▶ _Texte source_
= = = = =

[Tribune] "Communicants, vous avez raison d'avoir peur !"
7,6 % de publicités liées à l'environnement ne seraient pas conformes, selon un bilan de l'ARPP et de l'Ademe. De quoi questionner plus d'un annonceur à l'idée de communiquer autour du développement durable... et mobiliser tous les contributeurs pour remettre à plat les pratiques et diffuser de nouveaux récits en phase avec les attentes d'audiences plus exigeantes.
Le 11ème bilan conjoint de l'ARPP-ADEME intitulé "Publicité et Environnement" qui vient de paraître révèle un taux de non-conformité des publicités liées à l'environnement particulièrement élevé, à 7,6 %, par rapport aux bilans précédents. Parmi les reproches faits aux marques en conclusion de ce rapport, rien de nouveau : un usage publicitaire inapproprié du vocabulaire du développement durable et non proportionnel au regard des propriétés du bien ou du service, mais aussi des engagements de l'annonceur. Alors que la réglementation a été renforcée et que les Français sont plus sensibles à l'écoblanchiment, connaître, s'approprier et appliquer les dispositions de la Recommandation "Développement durable" est devenu incontournable pour les marques selon l'Autorité de Régulation Professionnelle de la Publicité (ARPP).

= = = = =

▶ _Liste des tâches_
1. Sélectionnez et recopiez chaque ligne des enregistrements qui contient le mot "blue".
2. Prolongez le texte sur la publicité environnementale en reprenant juste après sa dernière phrase.
Le texte sur la publicité environnementale n'a aucun rapport avec les enregistrements.

= = = = =

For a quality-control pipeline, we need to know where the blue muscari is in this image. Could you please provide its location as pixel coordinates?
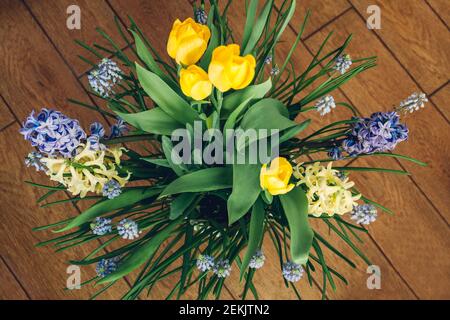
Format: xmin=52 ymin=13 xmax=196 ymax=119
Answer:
xmin=102 ymin=179 xmax=122 ymax=199
xmin=95 ymin=258 xmax=119 ymax=278
xmin=20 ymin=108 xmax=86 ymax=158
xmin=196 ymin=254 xmax=214 ymax=272
xmin=283 ymin=261 xmax=303 ymax=282
xmin=342 ymin=111 xmax=408 ymax=156
xmin=91 ymin=217 xmax=112 ymax=236
xmin=25 ymin=151 xmax=47 ymax=171
xmin=117 ymin=219 xmax=140 ymax=240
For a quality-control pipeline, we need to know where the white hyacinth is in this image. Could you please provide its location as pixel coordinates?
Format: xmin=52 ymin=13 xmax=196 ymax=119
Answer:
xmin=350 ymin=204 xmax=377 ymax=225
xmin=395 ymin=92 xmax=428 ymax=113
xmin=88 ymin=58 xmax=122 ymax=98
xmin=316 ymin=95 xmax=336 ymax=116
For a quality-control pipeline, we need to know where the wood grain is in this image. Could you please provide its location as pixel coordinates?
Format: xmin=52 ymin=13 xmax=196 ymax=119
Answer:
xmin=0 ymin=125 xmax=130 ymax=299
xmin=0 ymin=0 xmax=450 ymax=299
xmin=26 ymin=0 xmax=126 ymax=75
xmin=431 ymin=83 xmax=450 ymax=124
xmin=0 ymin=97 xmax=14 ymax=130
xmin=307 ymin=11 xmax=448 ymax=298
xmin=275 ymin=0 xmax=350 ymax=38
xmin=351 ymin=0 xmax=450 ymax=93
xmin=0 ymin=257 xmax=29 ymax=300
xmin=426 ymin=0 xmax=450 ymax=28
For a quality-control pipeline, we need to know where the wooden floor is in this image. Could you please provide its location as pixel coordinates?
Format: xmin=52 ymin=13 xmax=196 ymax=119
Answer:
xmin=0 ymin=0 xmax=450 ymax=299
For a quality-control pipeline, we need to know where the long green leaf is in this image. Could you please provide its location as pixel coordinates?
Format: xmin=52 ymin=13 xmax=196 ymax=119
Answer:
xmin=240 ymin=199 xmax=265 ymax=280
xmin=280 ymin=187 xmax=314 ymax=264
xmin=222 ymin=78 xmax=272 ymax=116
xmin=159 ymin=166 xmax=233 ymax=198
xmin=97 ymin=219 xmax=181 ymax=284
xmin=115 ymin=108 xmax=182 ymax=135
xmin=136 ymin=64 xmax=199 ymax=124
xmin=55 ymin=187 xmax=161 ymax=232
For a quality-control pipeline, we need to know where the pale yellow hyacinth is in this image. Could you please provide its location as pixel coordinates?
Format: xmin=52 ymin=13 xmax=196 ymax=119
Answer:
xmin=294 ymin=162 xmax=361 ymax=217
xmin=41 ymin=142 xmax=130 ymax=198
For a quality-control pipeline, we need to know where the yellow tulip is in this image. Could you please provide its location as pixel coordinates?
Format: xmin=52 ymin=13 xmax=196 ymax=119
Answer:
xmin=208 ymin=44 xmax=256 ymax=92
xmin=259 ymin=157 xmax=295 ymax=196
xmin=180 ymin=65 xmax=212 ymax=100
xmin=167 ymin=18 xmax=211 ymax=66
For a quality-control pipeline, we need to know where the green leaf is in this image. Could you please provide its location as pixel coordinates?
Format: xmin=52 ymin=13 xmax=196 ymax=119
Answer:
xmin=222 ymin=78 xmax=272 ymax=116
xmin=223 ymin=98 xmax=252 ymax=132
xmin=242 ymin=0 xmax=273 ymax=55
xmin=162 ymin=136 xmax=187 ymax=176
xmin=237 ymin=98 xmax=298 ymax=151
xmin=240 ymin=199 xmax=265 ymax=280
xmin=136 ymin=64 xmax=199 ymax=124
xmin=115 ymin=108 xmax=179 ymax=135
xmin=280 ymin=187 xmax=314 ymax=264
xmin=55 ymin=187 xmax=161 ymax=232
xmin=227 ymin=163 xmax=261 ymax=225
xmin=242 ymin=0 xmax=258 ymax=48
xmin=159 ymin=166 xmax=233 ymax=198
xmin=280 ymin=119 xmax=311 ymax=144
xmin=130 ymin=30 xmax=177 ymax=88
xmin=97 ymin=219 xmax=181 ymax=284
xmin=169 ymin=193 xmax=197 ymax=220
xmin=141 ymin=158 xmax=171 ymax=168
xmin=199 ymin=25 xmax=220 ymax=72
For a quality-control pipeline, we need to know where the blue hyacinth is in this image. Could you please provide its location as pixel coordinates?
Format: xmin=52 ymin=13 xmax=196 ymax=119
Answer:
xmin=248 ymin=250 xmax=266 ymax=269
xmin=213 ymin=259 xmax=231 ymax=278
xmin=342 ymin=112 xmax=408 ymax=156
xmin=25 ymin=151 xmax=47 ymax=171
xmin=328 ymin=146 xmax=342 ymax=161
xmin=283 ymin=261 xmax=303 ymax=282
xmin=117 ymin=219 xmax=140 ymax=240
xmin=109 ymin=118 xmax=128 ymax=139
xmin=196 ymin=254 xmax=214 ymax=272
xmin=20 ymin=108 xmax=86 ymax=158
xmin=90 ymin=217 xmax=112 ymax=236
xmin=102 ymin=179 xmax=122 ymax=199
xmin=333 ymin=54 xmax=352 ymax=74
xmin=95 ymin=258 xmax=119 ymax=278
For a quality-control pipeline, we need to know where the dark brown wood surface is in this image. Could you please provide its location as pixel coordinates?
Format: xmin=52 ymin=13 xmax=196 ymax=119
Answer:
xmin=0 ymin=0 xmax=450 ymax=299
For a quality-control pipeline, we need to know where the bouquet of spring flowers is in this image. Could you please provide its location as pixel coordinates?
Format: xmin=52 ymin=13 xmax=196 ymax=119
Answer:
xmin=20 ymin=0 xmax=427 ymax=299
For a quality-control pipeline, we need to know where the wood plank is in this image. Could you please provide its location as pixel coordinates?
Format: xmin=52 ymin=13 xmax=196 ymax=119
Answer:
xmin=307 ymin=11 xmax=450 ymax=298
xmin=217 ymin=0 xmax=414 ymax=299
xmin=307 ymin=12 xmax=450 ymax=222
xmin=26 ymin=0 xmax=126 ymax=75
xmin=275 ymin=0 xmax=351 ymax=39
xmin=351 ymin=0 xmax=450 ymax=93
xmin=0 ymin=124 xmax=130 ymax=299
xmin=426 ymin=0 xmax=450 ymax=28
xmin=0 ymin=97 xmax=14 ymax=130
xmin=0 ymin=1 xmax=131 ymax=298
xmin=0 ymin=257 xmax=29 ymax=300
xmin=431 ymin=83 xmax=450 ymax=124
xmin=110 ymin=0 xmax=193 ymax=61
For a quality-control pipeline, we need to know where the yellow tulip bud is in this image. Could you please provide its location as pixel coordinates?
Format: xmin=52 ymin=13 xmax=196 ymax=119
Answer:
xmin=208 ymin=44 xmax=256 ymax=92
xmin=180 ymin=65 xmax=212 ymax=100
xmin=167 ymin=18 xmax=211 ymax=66
xmin=259 ymin=157 xmax=295 ymax=196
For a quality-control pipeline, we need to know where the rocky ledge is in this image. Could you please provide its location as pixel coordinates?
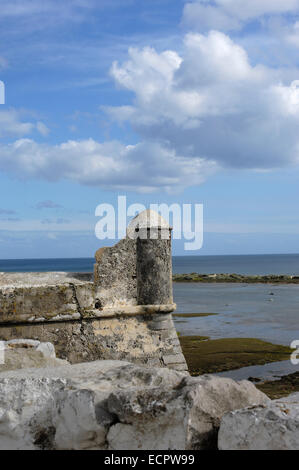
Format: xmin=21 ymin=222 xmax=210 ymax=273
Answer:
xmin=0 ymin=340 xmax=299 ymax=450
xmin=0 ymin=341 xmax=269 ymax=450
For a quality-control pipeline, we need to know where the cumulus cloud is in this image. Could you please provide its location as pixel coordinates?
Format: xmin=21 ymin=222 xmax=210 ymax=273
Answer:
xmin=0 ymin=108 xmax=49 ymax=137
xmin=0 ymin=208 xmax=16 ymax=215
xmin=183 ymin=0 xmax=299 ymax=31
xmin=108 ymin=31 xmax=299 ymax=168
xmin=35 ymin=200 xmax=62 ymax=209
xmin=0 ymin=28 xmax=299 ymax=192
xmin=0 ymin=139 xmax=216 ymax=192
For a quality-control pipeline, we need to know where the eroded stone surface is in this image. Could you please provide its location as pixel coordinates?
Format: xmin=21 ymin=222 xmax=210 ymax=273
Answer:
xmin=218 ymin=393 xmax=299 ymax=450
xmin=0 ymin=339 xmax=68 ymax=372
xmin=0 ymin=314 xmax=187 ymax=370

= = = = =

▶ _Réponses aux tâches_
1.
For a quality-control pipeline, we need to know where the blue muscari is in this image. Could you please provide its location as pixel coordinates?
For a quality-control pipeline, we need to know where the blue hyacinth is in this image. Could you please provide its location as pixel coordinates?

2.
Quand nous avons souhaité, en tant qu'école, sensibiliser nos étudiants aux enjeux de l'urgence climatique et les doter d'outils pour pratiquer leur futur métier de façon responsable, nous avons surtout entendu des réserves, des inquiétudes et des mises en garde. Certains ont crié au loup face aux soupçons de greenwashing, dans une école qui a encore des progrès à faire sur son propre bilan carbone, au risque d'aggraver l'éco-anxiété d'étudiants déjà profondément fragilisés par la récente crise sanitaire, au choix des entreprises partenaires si elles ne sont pas certifiées B corp, ...
Oui, ces risques peuvent faire peur. Oui, nous avons bien failli reculer. Et comme beaucoup de marques, nous avons hésité à mettre en jeu notre réputation. Mais il y a l'urgence. Et le sens des responsabilités.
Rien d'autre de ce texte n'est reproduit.